• **EXCERPT TO READ**

BATU, Indonesia. Photo by Jes Aznar

Saturday, March 2, 2013

In Today's Starweek: Life Among the Waves


MANILA, Philippines - From the air, I could see the tear drop-shaped island, a patch of green-covered earth, as our plane prepared to descend.

It seemed enticing enough – sun, sea and sand. But I would later discover that what was visible to the eye would pale in comparison to the experience that Siargao has to offer.

Nestled in the province of Surigao del Norte, roughly 800 kilometers southeast of Manila, Siargao is the country’s surfing capital and the world’s eighth top surfing destination. It is a welcome break from other beaches bursting with tourists.

It is still fresh and relatively raw, with an embrace that is warm and welcoming to any visitor.

There are a lot of foreigners in the island – Australians, Americans, Europeans – many of whom opted to relocate to the Philippines for the love of the waves or simply for love. Each foreigner here has a story to tell – some lured by the great escape, some smitten by sun-kissed island girls while others simply forgot to go home – wherever home may be. Some work in inns as cooks, managers or surfing instructors in exchange for food and a bed to sleep on.

• **PROVIDED MATERIAL**
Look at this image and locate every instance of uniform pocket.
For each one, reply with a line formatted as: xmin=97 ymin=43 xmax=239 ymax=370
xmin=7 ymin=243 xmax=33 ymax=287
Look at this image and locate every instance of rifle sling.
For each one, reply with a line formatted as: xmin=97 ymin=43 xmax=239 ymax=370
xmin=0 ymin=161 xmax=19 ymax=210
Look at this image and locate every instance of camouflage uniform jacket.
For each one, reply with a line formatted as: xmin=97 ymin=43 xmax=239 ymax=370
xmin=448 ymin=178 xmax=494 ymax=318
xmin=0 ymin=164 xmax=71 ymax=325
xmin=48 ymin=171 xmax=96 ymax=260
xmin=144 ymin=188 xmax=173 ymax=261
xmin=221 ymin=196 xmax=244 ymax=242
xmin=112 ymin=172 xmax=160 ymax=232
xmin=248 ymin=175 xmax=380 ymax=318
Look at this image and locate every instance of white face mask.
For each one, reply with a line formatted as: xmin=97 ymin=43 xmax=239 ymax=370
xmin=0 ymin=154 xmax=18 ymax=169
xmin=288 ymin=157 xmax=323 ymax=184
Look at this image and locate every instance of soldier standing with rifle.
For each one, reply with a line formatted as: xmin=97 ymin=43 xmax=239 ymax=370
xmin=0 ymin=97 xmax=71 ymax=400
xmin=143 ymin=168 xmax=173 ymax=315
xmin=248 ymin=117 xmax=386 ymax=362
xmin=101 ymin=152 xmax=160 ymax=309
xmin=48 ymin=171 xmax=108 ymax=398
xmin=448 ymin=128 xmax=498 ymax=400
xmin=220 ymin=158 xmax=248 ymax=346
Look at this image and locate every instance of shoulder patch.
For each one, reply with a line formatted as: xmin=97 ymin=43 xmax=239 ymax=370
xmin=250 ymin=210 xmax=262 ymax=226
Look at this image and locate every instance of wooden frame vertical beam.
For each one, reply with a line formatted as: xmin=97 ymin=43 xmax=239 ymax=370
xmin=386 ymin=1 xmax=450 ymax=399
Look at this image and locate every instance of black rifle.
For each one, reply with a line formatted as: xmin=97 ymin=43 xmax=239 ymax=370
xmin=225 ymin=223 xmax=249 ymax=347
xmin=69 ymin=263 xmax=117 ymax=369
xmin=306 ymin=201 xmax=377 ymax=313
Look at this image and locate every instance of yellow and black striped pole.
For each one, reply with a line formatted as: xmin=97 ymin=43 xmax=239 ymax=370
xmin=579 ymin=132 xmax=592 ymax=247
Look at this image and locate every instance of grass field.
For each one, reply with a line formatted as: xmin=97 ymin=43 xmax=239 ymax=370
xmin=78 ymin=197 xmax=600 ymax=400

• **EXERCISE TASK 1**
Give the Siargao article again from "BATU, Indonesia. Photo" to "has to offer.", swapping "plane" for "aircraft".
• **EXERCISE TASK 2**
Continue the Siargao article from its last sentence.

• **WRITTEN RESPONSE 1**
BATU, Indonesia. Photo by Jes Aznar

Saturday, March 2, 2013

In Today's Starweek: Life Among the Waves


MANILA, Philippines - From the air, I could see the tear drop-shaped island, a patch of green-covered earth, as our aircraft prepared to descend.

It seemed enticing enough – sun, sea and sand. But I would later discover that what was visible to the eye would pale in comparison to the experience that Siargao has to offer.

• **WRITTEN RESPONSE 2**
From the airport, one can hire a motorcycle or tricycle to General Luna Street where most room accommodations can be found. One can choose from small inns, high-end hotels, bed-and-breakfasts or homes that welcome visitors at affordable rates.

To enjoy Siargao is to let it linger, like a sip of ice-cold beer or the surge of a shot of Scotch in one’s veins.

Life in the island is as laid back as island life can be. There’s no fake euphoria or manicured festivities, just pure no-fuss paradise living.

Time stops in Siargao. People don’t look at their timepieces, if they have any. Instead, they look at the sky and check where the wind is blowing to see if the waves will permit a good surf ride.

I roamed the island with documentary photographer Jes Aznar, with the six-star $800-a-night Dedon Island Resort as our first stop.

Neither one of us – or both of us combined – had $800 to spare for a night at Dedon, but a quick visit to the island resort allowed us a taste of luxury, albeit short lived.

Dedon, from the German outdoor designer furniture company of the same name, is a high-end intimate nine-villa resort designed by Jean-Marie Massaud and Daniel Pouzet. It has a gaming room, bar, swimming pool, a relaxing massage hut and a dining room where guests have a perfect view of the clear blue sky while feasting on a gastronomic adventure prepared by Chef Nico, who hails all the way from France.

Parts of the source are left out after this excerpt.